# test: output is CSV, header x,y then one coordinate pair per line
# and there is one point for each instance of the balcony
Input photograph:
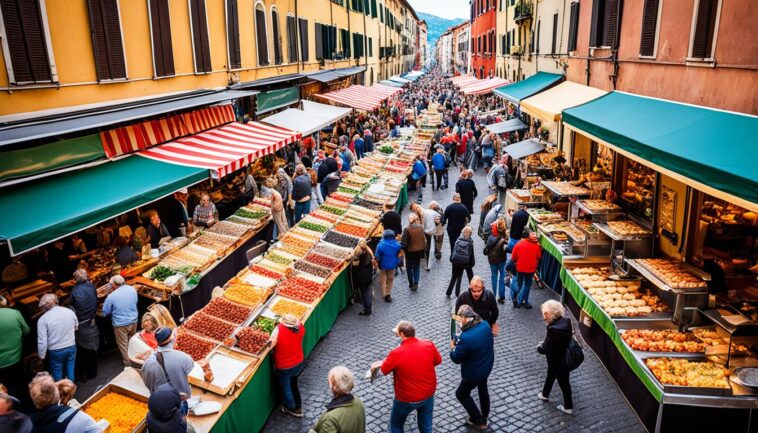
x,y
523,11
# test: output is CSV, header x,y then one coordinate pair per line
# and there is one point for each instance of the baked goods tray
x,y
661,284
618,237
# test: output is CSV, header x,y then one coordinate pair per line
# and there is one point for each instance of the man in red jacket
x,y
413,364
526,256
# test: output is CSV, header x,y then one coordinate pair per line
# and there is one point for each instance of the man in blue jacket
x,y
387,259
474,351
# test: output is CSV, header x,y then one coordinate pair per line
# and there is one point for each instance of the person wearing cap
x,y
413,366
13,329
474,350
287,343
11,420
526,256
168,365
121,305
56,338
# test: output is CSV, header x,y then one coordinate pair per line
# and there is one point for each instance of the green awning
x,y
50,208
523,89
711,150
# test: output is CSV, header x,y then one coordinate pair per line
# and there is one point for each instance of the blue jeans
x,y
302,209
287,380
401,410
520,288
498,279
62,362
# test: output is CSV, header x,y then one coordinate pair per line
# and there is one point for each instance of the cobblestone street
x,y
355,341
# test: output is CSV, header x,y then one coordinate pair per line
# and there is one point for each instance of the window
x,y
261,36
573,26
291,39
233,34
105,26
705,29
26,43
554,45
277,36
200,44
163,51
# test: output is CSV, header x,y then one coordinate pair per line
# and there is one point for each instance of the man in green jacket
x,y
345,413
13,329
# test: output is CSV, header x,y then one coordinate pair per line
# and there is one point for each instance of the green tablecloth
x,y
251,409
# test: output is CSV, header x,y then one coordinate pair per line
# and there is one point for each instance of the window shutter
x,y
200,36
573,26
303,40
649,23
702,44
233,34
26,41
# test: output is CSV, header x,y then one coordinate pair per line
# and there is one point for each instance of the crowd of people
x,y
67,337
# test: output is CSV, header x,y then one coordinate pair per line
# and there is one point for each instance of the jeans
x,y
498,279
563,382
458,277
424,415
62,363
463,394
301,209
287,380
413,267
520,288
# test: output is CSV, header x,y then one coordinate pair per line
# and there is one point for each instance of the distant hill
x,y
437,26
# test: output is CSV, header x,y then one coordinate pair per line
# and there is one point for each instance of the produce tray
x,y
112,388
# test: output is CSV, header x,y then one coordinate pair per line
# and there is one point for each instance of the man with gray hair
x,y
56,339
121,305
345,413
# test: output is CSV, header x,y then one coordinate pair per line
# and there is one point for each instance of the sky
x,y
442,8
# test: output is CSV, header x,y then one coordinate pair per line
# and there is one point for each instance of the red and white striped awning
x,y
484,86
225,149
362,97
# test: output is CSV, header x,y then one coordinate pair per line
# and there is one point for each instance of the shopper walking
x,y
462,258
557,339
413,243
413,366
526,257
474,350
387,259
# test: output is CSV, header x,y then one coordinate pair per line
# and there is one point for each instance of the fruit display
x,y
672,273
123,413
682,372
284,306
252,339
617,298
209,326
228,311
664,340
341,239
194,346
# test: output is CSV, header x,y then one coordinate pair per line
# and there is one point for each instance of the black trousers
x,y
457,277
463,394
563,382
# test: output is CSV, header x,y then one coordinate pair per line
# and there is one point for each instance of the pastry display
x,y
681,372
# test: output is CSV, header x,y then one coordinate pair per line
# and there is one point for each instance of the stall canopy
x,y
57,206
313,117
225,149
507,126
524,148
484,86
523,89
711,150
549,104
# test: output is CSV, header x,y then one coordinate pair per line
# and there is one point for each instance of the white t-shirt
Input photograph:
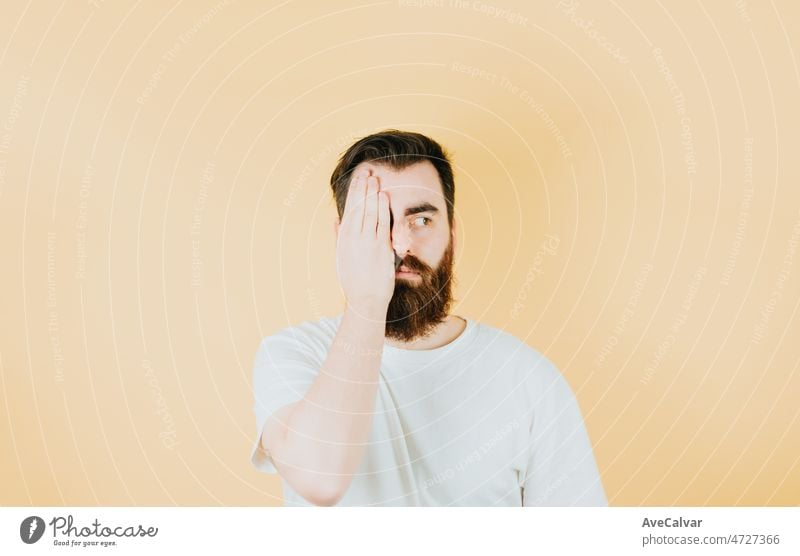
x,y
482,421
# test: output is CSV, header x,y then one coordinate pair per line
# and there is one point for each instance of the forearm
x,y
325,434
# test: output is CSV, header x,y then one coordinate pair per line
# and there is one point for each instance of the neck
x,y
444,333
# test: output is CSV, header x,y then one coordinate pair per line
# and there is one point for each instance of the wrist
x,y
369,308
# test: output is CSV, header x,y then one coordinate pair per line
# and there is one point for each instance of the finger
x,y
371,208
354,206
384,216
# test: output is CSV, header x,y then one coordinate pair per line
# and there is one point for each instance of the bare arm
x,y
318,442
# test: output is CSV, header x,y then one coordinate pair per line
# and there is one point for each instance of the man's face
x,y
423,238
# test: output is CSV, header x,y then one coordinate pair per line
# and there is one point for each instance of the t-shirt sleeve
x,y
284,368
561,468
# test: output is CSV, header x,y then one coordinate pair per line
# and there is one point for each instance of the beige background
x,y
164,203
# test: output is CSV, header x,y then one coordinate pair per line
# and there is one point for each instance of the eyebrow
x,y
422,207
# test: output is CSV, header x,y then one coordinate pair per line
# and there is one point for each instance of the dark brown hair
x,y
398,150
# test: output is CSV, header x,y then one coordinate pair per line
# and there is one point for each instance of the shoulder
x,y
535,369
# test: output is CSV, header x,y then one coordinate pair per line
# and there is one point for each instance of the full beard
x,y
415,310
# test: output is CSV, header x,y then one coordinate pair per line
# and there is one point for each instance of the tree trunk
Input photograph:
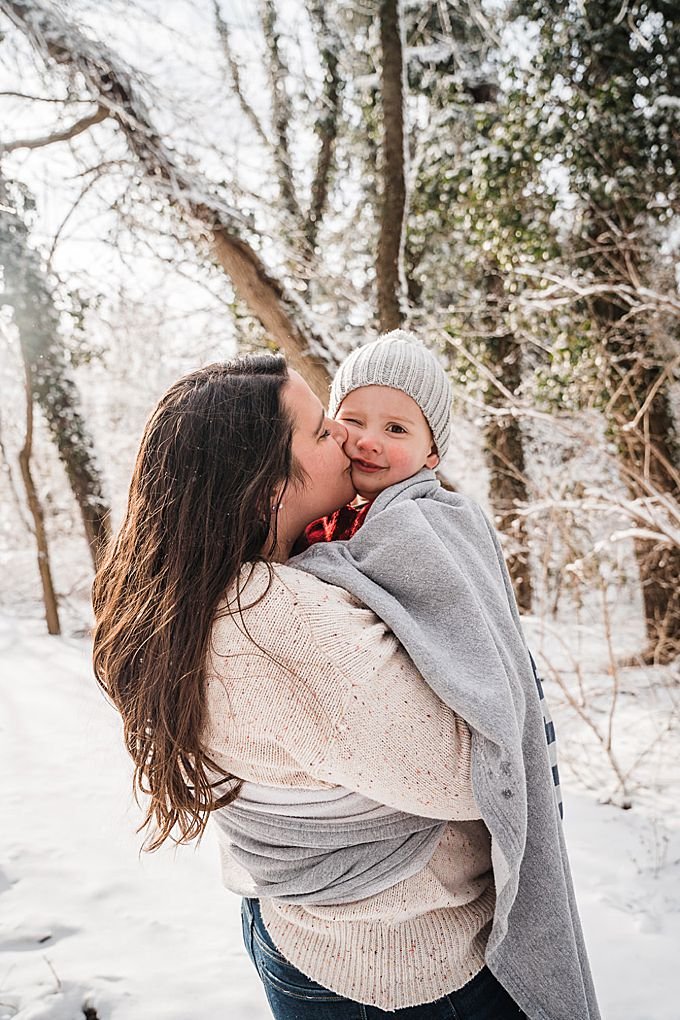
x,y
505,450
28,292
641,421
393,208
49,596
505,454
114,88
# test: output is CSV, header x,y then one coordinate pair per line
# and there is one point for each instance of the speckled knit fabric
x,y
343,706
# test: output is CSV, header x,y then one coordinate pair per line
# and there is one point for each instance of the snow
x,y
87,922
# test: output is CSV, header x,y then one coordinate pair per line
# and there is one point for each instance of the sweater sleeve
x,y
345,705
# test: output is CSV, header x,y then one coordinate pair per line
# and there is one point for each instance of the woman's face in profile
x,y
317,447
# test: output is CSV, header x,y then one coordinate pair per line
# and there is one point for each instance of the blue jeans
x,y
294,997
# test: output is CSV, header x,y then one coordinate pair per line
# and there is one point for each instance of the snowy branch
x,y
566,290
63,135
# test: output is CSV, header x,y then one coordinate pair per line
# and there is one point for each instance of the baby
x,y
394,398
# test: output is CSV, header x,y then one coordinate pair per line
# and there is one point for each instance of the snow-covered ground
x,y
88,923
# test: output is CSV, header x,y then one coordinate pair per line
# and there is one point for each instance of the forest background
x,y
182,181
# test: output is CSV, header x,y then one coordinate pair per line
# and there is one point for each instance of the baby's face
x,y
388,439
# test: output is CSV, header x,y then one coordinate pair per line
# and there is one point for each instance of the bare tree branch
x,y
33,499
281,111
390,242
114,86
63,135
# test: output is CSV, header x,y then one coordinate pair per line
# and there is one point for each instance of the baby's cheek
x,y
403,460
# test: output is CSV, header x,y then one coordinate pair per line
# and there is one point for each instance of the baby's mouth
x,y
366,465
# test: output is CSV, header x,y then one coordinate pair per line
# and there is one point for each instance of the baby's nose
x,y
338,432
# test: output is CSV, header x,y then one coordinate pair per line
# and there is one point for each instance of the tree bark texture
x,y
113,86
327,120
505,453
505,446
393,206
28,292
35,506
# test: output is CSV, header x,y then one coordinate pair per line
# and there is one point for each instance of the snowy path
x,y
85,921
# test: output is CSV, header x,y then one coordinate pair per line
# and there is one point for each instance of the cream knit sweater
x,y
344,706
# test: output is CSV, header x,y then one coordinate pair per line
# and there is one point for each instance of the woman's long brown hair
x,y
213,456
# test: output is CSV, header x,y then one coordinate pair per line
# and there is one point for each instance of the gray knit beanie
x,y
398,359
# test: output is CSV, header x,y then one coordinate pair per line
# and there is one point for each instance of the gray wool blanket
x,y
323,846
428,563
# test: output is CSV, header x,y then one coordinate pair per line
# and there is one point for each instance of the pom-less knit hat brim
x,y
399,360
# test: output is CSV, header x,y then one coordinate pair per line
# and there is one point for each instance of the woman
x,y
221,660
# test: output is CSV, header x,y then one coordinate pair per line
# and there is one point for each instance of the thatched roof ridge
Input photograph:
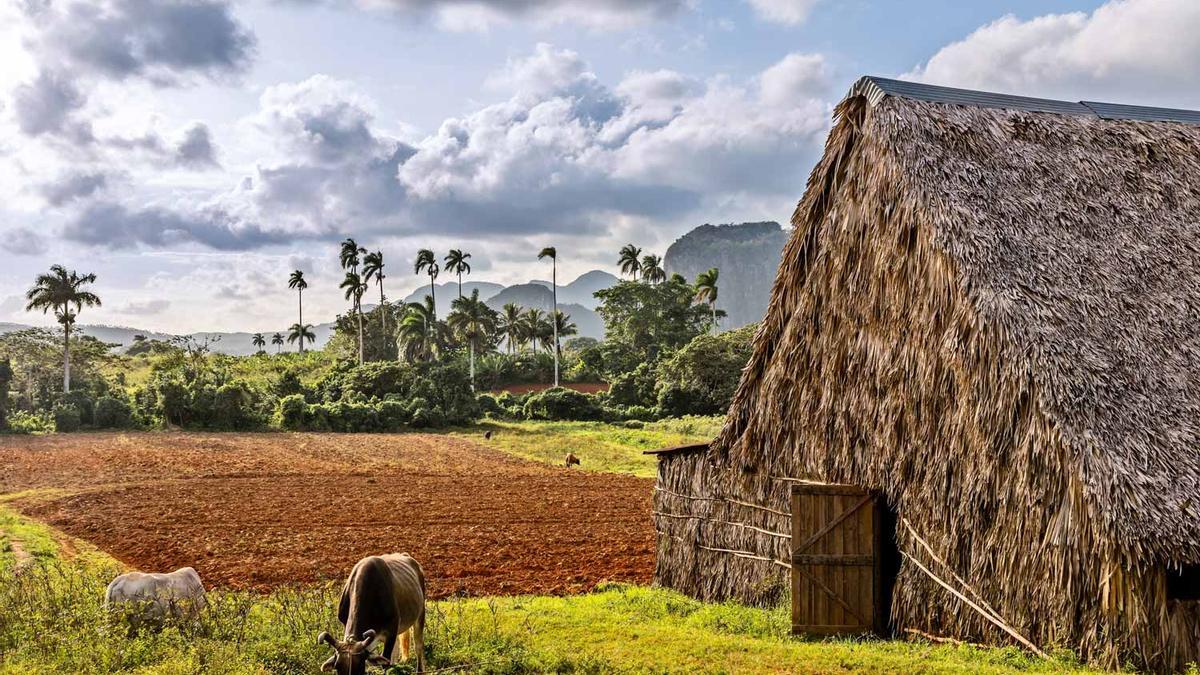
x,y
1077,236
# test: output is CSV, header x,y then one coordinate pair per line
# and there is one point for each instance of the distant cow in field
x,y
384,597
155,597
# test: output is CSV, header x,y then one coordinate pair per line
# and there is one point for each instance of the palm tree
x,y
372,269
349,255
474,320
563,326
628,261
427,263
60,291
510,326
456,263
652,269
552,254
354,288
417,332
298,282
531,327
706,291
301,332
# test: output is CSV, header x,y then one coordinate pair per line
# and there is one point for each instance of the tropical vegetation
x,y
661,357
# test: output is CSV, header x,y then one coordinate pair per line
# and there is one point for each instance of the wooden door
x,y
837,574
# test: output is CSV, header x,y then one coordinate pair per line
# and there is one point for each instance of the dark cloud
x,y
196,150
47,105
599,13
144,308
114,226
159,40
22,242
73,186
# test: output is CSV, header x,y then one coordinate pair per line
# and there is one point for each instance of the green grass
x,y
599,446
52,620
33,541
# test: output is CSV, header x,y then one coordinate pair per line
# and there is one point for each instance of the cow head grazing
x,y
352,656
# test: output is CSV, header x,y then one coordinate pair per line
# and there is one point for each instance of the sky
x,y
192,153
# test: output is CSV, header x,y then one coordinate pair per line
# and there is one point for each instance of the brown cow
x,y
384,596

··········

Gather every line of the listing above that contains the string "branch". Case counts.

# and there is one point for each instance of the snowy branch
# and there is one point for each instance of the bare tree branch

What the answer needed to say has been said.